[EXERCISE PROMPT] Pick out each line in the rows below that contains the string "sticker", and copy those lines.

+===+

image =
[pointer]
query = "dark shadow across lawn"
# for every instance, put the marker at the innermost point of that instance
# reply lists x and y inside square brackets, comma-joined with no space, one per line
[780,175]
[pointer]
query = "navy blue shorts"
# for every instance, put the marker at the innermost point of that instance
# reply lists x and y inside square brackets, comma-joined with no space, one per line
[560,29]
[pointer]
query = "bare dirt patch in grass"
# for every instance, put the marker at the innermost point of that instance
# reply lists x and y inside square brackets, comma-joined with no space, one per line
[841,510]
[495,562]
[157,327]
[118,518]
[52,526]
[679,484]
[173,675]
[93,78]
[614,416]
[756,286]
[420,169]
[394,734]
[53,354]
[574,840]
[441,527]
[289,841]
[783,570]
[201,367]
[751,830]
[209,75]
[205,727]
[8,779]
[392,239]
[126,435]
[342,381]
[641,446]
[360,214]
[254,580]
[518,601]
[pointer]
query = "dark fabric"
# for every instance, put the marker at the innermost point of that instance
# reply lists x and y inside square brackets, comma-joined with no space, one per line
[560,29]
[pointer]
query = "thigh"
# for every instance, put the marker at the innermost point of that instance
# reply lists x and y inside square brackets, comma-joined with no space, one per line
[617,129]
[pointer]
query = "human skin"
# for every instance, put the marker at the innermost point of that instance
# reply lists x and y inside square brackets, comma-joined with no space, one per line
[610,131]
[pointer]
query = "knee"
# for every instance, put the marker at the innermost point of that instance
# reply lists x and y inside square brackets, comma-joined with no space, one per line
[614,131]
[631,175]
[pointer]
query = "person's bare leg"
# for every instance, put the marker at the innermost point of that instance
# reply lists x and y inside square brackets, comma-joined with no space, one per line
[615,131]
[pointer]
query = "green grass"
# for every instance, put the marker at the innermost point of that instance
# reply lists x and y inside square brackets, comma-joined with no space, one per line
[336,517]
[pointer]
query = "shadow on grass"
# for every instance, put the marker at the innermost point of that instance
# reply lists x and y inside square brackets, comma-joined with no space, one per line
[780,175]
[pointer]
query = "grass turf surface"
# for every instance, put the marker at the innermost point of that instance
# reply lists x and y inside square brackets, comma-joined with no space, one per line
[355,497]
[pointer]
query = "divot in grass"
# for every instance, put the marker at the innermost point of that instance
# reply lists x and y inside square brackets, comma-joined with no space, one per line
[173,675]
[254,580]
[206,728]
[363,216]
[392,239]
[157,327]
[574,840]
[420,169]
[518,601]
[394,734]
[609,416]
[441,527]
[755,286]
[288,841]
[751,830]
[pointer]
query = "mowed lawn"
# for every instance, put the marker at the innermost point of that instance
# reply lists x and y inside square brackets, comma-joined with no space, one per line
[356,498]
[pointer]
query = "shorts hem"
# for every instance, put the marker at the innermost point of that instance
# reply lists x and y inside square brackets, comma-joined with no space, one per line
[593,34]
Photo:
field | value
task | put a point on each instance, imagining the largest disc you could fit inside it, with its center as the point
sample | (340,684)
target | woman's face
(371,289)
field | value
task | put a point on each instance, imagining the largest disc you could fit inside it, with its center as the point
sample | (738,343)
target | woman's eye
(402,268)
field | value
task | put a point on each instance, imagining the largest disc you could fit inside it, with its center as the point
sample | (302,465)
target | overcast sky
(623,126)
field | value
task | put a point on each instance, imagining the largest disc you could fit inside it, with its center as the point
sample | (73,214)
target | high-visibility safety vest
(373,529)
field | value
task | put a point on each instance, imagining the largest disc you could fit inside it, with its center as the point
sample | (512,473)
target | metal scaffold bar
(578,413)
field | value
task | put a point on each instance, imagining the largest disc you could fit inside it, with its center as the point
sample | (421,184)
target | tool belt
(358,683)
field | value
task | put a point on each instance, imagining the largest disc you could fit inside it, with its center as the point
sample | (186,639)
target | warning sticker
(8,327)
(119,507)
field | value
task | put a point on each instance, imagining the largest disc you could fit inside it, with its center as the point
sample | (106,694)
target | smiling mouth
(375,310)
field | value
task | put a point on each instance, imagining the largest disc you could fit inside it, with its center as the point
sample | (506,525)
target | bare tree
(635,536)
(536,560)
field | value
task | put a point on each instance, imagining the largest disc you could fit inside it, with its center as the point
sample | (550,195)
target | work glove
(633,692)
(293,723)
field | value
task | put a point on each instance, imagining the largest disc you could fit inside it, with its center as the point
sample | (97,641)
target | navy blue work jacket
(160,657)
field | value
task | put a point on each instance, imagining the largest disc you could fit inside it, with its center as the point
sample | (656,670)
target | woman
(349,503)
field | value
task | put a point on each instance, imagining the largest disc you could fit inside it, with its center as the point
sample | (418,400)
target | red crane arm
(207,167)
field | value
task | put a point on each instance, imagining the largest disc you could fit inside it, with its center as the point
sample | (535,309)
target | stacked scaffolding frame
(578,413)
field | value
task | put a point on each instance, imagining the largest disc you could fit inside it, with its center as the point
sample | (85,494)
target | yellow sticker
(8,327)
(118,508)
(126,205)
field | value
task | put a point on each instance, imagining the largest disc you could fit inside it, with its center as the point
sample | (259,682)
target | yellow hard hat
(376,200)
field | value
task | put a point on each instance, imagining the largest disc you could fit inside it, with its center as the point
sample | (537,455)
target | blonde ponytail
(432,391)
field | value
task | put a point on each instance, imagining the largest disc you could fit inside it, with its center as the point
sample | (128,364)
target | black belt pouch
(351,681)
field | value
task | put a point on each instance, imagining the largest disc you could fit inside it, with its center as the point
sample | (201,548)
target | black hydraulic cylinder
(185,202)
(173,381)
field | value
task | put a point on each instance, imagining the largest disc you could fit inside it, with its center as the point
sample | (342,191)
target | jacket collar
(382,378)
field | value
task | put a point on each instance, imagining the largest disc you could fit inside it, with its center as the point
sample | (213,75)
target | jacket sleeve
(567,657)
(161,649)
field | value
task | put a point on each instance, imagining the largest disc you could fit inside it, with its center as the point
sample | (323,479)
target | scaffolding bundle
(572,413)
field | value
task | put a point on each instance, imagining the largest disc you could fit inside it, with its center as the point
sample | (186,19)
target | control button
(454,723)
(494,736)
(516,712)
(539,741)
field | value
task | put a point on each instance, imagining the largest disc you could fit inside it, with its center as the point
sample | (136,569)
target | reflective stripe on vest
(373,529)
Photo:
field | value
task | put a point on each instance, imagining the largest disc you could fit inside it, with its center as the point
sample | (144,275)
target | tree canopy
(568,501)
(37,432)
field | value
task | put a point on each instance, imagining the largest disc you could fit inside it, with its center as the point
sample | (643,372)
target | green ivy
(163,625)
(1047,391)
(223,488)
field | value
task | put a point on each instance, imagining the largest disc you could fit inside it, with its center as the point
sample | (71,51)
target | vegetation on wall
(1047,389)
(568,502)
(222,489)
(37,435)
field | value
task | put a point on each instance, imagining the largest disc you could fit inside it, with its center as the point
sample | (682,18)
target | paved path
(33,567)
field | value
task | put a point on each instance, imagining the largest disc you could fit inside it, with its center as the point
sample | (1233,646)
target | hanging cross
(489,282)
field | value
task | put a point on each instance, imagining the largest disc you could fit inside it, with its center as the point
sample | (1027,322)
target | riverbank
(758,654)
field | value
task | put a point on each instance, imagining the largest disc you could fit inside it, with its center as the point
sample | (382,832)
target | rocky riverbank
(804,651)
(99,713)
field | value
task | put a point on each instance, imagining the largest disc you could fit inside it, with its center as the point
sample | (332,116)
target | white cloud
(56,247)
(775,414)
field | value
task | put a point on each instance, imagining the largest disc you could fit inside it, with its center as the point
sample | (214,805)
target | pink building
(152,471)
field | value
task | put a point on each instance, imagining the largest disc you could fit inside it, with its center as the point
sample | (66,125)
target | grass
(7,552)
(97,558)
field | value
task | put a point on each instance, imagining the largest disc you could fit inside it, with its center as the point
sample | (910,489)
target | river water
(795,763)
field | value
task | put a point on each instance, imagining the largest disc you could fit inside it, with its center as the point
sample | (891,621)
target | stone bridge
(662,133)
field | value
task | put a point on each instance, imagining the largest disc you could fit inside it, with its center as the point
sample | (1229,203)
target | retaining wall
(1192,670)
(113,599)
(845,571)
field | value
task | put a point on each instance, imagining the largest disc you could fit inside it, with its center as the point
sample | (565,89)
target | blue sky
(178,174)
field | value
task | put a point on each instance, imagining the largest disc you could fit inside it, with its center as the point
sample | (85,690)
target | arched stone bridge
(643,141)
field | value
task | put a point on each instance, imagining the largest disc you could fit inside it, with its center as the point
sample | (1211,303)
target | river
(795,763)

+===+

[EXERCISE OUTPUT]
target | warning sticker
target | yellow sticker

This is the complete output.